<<<<
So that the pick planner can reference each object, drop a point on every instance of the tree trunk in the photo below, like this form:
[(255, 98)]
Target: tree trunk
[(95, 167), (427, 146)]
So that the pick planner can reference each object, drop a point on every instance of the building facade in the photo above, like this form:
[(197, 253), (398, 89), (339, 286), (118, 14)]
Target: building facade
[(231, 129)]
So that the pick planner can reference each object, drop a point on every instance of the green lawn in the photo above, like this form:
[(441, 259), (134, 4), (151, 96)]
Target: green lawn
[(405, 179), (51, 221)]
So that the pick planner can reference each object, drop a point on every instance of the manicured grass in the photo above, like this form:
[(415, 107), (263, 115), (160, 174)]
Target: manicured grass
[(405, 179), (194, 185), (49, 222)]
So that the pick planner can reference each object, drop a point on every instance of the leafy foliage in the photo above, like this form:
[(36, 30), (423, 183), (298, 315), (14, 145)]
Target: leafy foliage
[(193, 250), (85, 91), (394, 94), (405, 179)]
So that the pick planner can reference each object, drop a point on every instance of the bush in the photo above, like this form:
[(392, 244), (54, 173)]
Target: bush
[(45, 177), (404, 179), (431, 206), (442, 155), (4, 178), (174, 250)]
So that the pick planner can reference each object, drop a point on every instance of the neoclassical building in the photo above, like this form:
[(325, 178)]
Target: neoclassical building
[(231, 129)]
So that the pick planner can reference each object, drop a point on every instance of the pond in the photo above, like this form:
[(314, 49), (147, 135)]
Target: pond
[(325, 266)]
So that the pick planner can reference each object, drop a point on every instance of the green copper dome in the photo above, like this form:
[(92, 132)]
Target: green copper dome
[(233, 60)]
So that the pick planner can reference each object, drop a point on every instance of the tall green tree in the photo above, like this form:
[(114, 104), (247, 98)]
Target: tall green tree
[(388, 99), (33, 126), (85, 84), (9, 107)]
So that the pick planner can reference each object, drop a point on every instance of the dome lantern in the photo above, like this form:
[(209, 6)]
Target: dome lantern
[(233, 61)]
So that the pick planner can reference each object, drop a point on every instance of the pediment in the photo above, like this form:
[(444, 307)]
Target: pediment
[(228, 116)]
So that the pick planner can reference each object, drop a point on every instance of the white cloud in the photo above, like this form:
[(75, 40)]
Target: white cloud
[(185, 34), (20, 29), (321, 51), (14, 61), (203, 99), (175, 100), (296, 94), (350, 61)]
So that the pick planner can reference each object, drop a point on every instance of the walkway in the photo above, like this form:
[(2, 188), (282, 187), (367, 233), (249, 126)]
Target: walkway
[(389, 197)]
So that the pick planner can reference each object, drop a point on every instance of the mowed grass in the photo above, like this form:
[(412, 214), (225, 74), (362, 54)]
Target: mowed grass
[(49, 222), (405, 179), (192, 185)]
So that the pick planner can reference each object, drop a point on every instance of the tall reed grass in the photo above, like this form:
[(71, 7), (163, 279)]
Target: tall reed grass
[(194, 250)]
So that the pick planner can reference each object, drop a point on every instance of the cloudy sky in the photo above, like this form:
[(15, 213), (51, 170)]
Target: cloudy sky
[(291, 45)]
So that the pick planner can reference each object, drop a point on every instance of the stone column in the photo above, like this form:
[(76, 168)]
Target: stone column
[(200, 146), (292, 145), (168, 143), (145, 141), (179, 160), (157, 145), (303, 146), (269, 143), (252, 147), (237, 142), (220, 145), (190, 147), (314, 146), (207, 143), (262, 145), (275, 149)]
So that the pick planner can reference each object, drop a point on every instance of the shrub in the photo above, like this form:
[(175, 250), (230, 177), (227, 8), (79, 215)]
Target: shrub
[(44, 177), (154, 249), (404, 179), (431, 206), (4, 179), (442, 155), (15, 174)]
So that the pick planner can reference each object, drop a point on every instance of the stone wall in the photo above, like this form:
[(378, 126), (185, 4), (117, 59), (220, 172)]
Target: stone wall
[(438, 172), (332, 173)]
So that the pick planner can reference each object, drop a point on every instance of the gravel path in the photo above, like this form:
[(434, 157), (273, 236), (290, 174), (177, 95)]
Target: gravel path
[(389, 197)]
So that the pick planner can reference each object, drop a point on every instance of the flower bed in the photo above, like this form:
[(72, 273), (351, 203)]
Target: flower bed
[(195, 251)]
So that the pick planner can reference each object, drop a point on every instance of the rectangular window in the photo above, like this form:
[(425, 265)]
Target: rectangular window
>>>>
WHAT THE TASK REQUIRES
Please print the lines of the listing starting at the line that contains "of the pediment" and ending at the line that contains "[(228, 116)]", both included, reproducing each one character for character.

WRITTEN ANSWER
So that the pick planner can reference each object, drop a point on every instance of the pediment in the photo above, like this form:
[(444, 307)]
Target: pediment
[(228, 116)]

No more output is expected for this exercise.